>> Start

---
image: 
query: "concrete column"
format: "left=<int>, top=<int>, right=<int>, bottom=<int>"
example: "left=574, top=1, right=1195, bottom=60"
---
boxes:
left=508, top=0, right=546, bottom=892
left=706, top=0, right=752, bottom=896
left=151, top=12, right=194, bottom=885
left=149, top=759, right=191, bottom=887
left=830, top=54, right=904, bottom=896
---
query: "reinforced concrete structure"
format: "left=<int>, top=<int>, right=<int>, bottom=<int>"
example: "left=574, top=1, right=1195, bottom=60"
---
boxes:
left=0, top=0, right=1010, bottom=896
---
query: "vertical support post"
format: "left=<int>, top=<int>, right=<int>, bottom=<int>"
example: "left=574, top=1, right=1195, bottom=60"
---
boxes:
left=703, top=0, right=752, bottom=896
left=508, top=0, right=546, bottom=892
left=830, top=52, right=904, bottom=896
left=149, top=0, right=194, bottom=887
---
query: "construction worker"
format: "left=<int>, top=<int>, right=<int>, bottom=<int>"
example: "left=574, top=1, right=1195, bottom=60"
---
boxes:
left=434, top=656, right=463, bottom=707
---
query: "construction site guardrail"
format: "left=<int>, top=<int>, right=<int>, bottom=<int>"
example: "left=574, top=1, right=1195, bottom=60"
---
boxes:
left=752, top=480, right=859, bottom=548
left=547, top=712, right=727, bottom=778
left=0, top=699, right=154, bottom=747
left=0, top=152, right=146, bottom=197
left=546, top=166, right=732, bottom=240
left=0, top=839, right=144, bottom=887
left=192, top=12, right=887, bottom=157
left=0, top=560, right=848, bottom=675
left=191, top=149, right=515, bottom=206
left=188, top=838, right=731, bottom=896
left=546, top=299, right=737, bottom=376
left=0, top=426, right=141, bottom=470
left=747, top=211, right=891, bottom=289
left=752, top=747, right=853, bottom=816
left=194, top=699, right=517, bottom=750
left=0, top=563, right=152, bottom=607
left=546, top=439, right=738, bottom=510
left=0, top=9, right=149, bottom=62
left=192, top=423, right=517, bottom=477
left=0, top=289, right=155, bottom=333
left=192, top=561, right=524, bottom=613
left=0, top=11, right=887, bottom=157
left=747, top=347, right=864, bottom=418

>> End

> _Stated exercise_
Copy every line of the entries above word for word, without changing anything.

> _Task answer_
---
image: 
query: "concrete column"
format: "left=<int>, top=<int>, right=<int>, bottom=<int>"
example: "left=574, top=1, right=1195, bottom=60"
---
boxes:
left=508, top=0, right=546, bottom=892
left=706, top=0, right=752, bottom=896
left=151, top=12, right=194, bottom=885
left=149, top=759, right=191, bottom=887
left=830, top=54, right=904, bottom=896
---
query: "reinforced concrete structure"
format: "left=<int>, top=<int>, right=<int>, bottom=<int>"
example: "left=574, top=1, right=1195, bottom=60"
---
boxes:
left=0, top=0, right=1010, bottom=896
---
query: "vertical support post"
format: "left=<int>, top=<int>, right=<int>, bottom=<int>"
example: "left=574, top=1, right=1195, bottom=60"
---
boxes:
left=703, top=0, right=752, bottom=896
left=508, top=0, right=546, bottom=892
left=830, top=52, right=904, bottom=896
left=149, top=0, right=194, bottom=887
---
query: "construction worker"
format: "left=<int>, top=<int>, right=<int>, bottom=<int>"
example: "left=574, top=1, right=1195, bottom=60"
---
boxes:
left=434, top=656, right=463, bottom=707
---
query: "construction site guardrail"
format: "left=<int>, top=<int>, right=<int>, bottom=<int>"
example: "left=574, top=1, right=1195, bottom=60"
---
boxes:
left=752, top=480, right=859, bottom=548
left=547, top=712, right=727, bottom=778
left=0, top=699, right=154, bottom=747
left=0, top=152, right=146, bottom=197
left=546, top=166, right=732, bottom=240
left=0, top=839, right=144, bottom=887
left=192, top=12, right=887, bottom=157
left=0, top=560, right=848, bottom=675
left=191, top=149, right=515, bottom=206
left=188, top=838, right=731, bottom=896
left=546, top=299, right=737, bottom=376
left=0, top=426, right=141, bottom=470
left=747, top=211, right=891, bottom=289
left=752, top=747, right=853, bottom=816
left=194, top=699, right=517, bottom=750
left=0, top=563, right=152, bottom=607
left=546, top=439, right=738, bottom=510
left=0, top=9, right=149, bottom=62
left=192, top=423, right=517, bottom=477
left=0, top=289, right=155, bottom=333
left=192, top=561, right=524, bottom=613
left=0, top=11, right=887, bottom=157
left=747, top=347, right=864, bottom=418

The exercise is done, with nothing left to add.